start

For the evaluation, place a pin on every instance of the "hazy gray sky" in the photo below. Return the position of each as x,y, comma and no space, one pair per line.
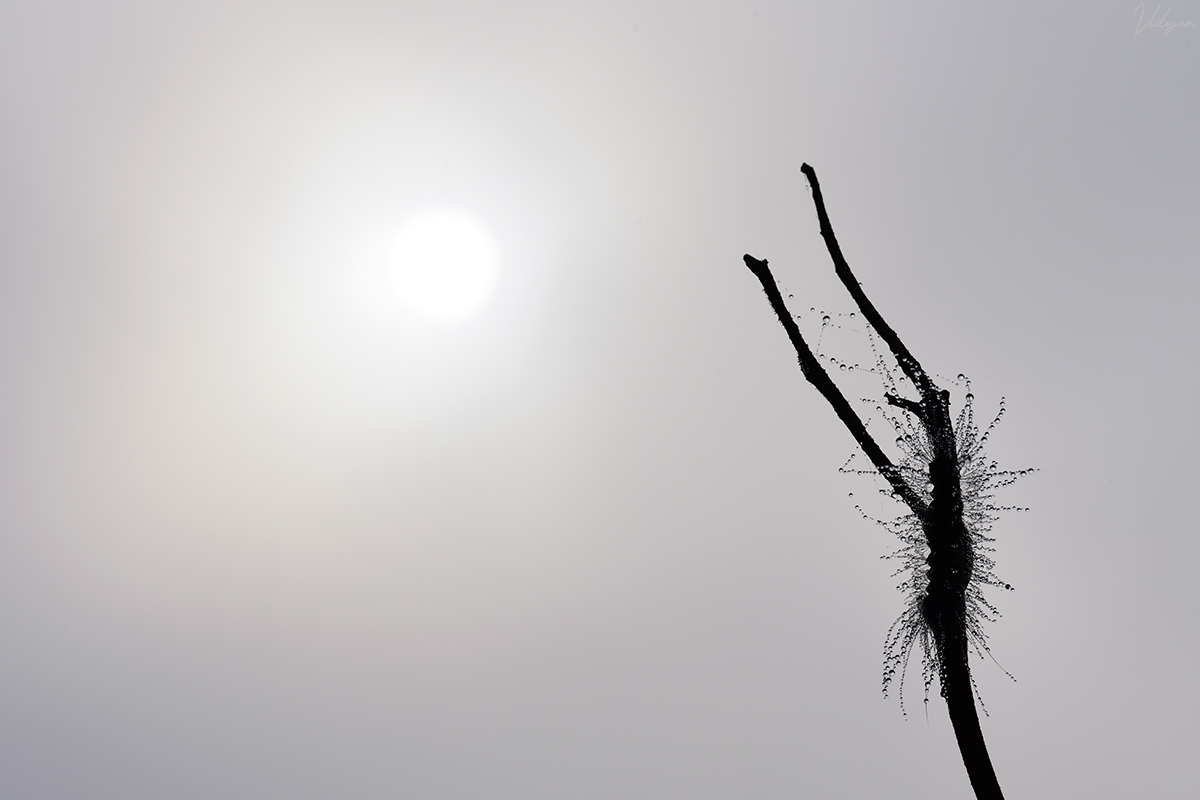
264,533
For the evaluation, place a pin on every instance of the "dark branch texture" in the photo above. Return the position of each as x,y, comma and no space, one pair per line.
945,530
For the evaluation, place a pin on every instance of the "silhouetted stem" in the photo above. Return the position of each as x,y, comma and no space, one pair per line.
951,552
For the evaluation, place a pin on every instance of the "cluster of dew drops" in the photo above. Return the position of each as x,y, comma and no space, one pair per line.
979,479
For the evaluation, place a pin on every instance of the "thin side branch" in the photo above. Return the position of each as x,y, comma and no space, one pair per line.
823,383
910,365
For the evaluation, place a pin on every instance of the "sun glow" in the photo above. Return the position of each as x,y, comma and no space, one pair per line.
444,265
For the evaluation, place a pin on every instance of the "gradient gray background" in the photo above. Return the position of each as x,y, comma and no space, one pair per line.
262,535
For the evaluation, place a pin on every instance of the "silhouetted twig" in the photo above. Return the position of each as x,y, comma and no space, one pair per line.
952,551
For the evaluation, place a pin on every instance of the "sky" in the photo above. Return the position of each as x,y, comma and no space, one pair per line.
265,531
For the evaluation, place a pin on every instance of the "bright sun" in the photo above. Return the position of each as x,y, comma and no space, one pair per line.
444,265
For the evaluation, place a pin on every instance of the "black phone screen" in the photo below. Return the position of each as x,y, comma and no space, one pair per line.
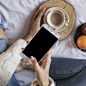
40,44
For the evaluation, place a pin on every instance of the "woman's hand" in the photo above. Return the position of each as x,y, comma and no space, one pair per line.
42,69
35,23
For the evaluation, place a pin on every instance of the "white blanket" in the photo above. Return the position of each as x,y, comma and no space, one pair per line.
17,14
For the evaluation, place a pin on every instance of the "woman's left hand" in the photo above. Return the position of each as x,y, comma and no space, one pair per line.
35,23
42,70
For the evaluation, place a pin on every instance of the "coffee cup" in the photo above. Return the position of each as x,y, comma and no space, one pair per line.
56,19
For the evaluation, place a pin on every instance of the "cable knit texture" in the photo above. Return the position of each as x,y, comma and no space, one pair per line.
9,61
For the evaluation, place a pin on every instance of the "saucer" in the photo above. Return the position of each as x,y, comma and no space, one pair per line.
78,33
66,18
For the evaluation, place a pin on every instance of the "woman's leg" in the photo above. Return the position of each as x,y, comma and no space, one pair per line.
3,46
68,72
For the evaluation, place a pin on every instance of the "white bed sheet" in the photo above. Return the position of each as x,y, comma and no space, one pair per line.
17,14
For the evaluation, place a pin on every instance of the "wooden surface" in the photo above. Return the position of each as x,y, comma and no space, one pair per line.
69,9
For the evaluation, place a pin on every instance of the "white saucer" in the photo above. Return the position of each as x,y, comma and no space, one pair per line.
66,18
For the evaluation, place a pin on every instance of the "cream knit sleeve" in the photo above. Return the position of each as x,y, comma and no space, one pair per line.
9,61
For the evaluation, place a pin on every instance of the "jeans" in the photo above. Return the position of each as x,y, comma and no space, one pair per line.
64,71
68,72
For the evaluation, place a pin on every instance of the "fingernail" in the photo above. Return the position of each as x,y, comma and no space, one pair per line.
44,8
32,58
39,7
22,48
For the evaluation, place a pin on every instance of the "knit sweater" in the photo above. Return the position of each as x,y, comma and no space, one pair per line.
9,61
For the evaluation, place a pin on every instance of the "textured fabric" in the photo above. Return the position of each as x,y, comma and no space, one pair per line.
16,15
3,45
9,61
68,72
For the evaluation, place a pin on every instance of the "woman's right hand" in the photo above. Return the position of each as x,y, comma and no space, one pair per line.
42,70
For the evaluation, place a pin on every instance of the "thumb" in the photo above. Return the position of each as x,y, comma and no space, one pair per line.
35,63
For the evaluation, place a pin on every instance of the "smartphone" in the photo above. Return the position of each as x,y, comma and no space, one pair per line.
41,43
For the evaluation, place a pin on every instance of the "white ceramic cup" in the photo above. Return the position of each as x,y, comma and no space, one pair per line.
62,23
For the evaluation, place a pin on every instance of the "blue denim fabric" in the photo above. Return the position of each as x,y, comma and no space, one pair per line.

end
start

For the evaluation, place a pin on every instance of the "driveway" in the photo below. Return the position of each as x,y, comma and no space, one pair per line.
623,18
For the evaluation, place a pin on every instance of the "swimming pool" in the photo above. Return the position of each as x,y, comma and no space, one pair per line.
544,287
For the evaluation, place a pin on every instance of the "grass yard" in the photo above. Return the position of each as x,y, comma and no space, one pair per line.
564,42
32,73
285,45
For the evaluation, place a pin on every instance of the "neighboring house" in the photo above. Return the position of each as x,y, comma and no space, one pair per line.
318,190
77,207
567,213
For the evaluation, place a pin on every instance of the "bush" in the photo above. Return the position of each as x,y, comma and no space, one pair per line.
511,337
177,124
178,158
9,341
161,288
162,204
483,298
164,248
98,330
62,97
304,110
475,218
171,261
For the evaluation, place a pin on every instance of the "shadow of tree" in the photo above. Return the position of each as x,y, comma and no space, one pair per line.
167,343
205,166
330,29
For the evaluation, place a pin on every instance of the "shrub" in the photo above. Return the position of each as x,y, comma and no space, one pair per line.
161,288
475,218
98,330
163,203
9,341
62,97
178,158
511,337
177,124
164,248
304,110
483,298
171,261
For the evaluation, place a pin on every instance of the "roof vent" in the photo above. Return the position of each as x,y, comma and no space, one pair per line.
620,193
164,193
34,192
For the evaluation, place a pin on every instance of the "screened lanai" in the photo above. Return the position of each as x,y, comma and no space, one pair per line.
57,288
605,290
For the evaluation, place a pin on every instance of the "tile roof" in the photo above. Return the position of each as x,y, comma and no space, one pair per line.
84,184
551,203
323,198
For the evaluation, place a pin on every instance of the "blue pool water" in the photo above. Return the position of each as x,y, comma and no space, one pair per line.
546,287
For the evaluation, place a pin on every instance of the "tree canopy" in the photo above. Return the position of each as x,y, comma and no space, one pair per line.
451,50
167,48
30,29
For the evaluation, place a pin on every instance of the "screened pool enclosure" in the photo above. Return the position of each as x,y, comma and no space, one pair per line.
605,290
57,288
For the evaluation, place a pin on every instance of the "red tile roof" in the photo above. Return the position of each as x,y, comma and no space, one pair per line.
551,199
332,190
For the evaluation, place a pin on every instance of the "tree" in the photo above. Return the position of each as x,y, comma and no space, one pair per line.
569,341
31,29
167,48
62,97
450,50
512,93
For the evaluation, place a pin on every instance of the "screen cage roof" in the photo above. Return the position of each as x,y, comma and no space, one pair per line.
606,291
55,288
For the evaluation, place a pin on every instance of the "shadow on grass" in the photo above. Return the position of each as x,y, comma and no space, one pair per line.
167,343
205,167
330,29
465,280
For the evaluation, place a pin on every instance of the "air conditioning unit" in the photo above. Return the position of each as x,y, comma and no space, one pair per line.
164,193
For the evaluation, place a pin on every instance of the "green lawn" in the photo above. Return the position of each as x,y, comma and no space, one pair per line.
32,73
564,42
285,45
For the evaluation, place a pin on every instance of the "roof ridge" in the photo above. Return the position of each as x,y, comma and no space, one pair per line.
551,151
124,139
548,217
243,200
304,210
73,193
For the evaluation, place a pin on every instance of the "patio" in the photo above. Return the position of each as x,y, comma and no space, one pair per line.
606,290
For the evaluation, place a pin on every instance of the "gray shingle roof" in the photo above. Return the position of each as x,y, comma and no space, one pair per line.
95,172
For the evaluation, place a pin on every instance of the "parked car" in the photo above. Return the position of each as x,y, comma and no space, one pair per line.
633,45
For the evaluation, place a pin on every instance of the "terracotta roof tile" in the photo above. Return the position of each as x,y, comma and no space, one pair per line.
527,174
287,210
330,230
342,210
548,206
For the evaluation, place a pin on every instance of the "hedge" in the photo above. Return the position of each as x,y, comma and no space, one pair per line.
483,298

end
start

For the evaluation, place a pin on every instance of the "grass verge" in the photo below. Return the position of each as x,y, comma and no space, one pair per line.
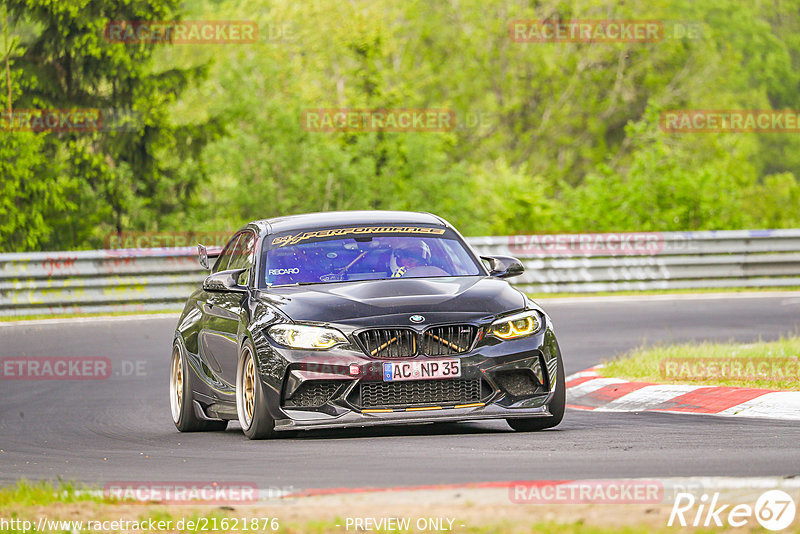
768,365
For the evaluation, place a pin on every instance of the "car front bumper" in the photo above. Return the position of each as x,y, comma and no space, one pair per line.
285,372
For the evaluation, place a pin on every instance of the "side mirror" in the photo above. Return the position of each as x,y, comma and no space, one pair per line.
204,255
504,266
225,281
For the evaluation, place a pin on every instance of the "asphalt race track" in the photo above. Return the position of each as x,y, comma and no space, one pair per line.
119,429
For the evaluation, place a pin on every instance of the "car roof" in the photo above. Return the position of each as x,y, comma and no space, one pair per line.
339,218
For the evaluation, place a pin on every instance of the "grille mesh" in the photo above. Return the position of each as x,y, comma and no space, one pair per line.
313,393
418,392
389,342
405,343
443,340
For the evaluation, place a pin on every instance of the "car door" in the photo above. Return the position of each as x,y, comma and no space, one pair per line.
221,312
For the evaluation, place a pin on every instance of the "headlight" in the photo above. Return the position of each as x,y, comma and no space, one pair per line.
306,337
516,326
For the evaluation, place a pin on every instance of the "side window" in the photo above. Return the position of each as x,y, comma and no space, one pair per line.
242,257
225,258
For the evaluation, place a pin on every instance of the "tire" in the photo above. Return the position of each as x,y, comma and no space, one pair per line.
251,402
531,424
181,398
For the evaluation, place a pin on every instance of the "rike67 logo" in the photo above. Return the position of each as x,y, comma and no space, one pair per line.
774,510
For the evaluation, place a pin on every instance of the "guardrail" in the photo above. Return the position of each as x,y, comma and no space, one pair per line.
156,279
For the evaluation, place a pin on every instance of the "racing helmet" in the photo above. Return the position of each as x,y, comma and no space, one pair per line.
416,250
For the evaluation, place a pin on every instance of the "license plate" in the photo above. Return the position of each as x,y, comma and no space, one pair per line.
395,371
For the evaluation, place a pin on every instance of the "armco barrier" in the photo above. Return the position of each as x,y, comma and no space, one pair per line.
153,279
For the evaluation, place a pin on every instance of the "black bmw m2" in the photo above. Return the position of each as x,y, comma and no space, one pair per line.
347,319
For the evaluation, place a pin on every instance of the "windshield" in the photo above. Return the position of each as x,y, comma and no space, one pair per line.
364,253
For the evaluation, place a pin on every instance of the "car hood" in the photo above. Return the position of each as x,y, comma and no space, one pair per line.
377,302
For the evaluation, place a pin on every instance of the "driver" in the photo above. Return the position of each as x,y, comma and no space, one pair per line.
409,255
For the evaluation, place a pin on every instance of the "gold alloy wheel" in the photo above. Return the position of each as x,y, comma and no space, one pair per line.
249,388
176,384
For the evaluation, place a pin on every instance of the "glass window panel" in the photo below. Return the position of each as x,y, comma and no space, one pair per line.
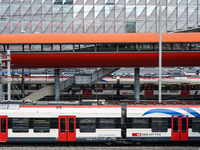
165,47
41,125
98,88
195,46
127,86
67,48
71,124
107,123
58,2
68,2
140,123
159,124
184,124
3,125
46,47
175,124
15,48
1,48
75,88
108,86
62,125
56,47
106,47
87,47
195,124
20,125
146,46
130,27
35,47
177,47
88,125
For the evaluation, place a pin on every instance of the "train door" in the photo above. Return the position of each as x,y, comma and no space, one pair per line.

end

WRITTEN EXERCISE
Gather every line of the records above that contains the string "below". Case counts.

CORRECT RESPONSE
For the evaluation, place a pin on every instance of the "hazy gray sky" in the photo below. Return the position of each as x,y, comma and no space, one pair per line.
For the evaluation, place a pin on every instance of the "black phone screen" in the photo below. Return the position of each as x,y, comma and no space, one pair per line.
For the evaluation, place a pin on every instance of the "driveway" in the photo below. Return the position of each as x,y, comma and no space, one pair per line.
For the evaluation, place a pin on every instance of the "grass verge" in the photo below. Return the position of each as x,y, comma and no space, one pair per line.
For the evaluation, place a pin on every instance of the "glass window panel" in the photo below. Return the position of each as x,y, comma and no space, one pair per line.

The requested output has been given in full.